### Text section
──────────────────────────────

The number of lambda values. Default is 100.

lambda.min.ratio

The smallest value for lambda, as a fraction of lambda.max, the smallest value for which all coefficients are zero. The default depends on the sample size nobs relative to the number of variables nvars. If nobs > nvars, the default is 0.0001, and if nobs < nvars, the default is 0.01.

lambda

A user-supplied lambda sequence. Typically, users should let the program compute its own lambda sequence based on nlambda and lambda.min.ratio. Supplying a value of lambda will override this. WARNING: please use this option with care. glmtlp relies on warms starts for speed, and it's often faster to fit a whole path than a single fit. Therefore, provide a decreasing sequence of lambda values if you want to use this option. Also, when penalty = 'l0', it is not recommended for the users to supply this parameter.

kappa

A user-supplied kappa sequence. Typically, users should let the program compute its own kappa sequence based on nvars and nobs. This sequence is used when penalty = 'l0'.

tau

A tuning parameter used in the TLP-penalized regression models. Default is 0.3 * sqrt(log(nvars)/nobs).

delta

A tuning parameter used in the coordinate majorization descent algorithm. See Yang, Y., & Zou, H. (2014) in the reference for more detail.

tol

Tolerance level for all iterative optimization algorithms.

weights

Observation weights. Default is 1 for each observation.

penalty.factor

Separate penalty factors applied to each coefficient, which allows for differential shrinkage. Default is 1 for all variables.

standardize

Logical. Whether or not standardize the input matrix X; default is TRUE.

dc.maxit

Maximum number of iterations for the DC (Difference of Convex Functions) programming; default is 20.

cd.maxit

Maximum number of iterations for the coordinate descent algorithm; default is 10^4.

nr.maxit

Maximum number of iterations for the Newton-Raphson method; default is 500.

...

Additional arguments.

Details

The sequence of models indexed by lambda (when penalty = c('l1', 'tlp')) or kappa (when penalty = 'l0') is fit by the coordinate descent algorithm.

The objective function for the "gaussian" family is:

1/2 RSS/nobs + \lambda*penalty,

and for the other models it is:

-loglik/nobs + \lambda*penalty.

Also note that, for "gaussian", glmtlp standardizes y to have unit variance (using 1/(n-1) formula).

──────────────────────────────

### Information provided
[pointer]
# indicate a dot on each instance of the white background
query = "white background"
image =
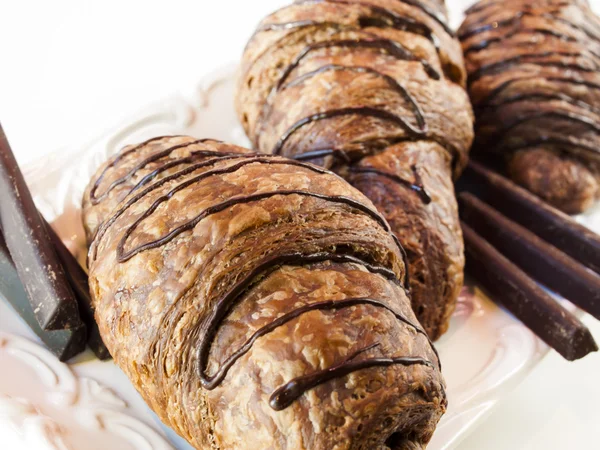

──────────────────────────────

### Brief
Please copy the glmtlp argument descriptions from "Separate penalty factors" up to and including "default is 10^4.", substituting "passes" for every "iterations".

### Answer in full
Separate penalty factors applied to each coefficient, which allows for differential shrinkage. Default is 1 for all variables.

standardize

Logical. Whether or not standardize the input matrix X; default is TRUE.

dc.maxit

Maximum number of passes for the DC (Difference of Convex Functions) programming; default is 20.

cd.maxit

Maximum number of passes for the coordinate descent algorithm; default is 10^4.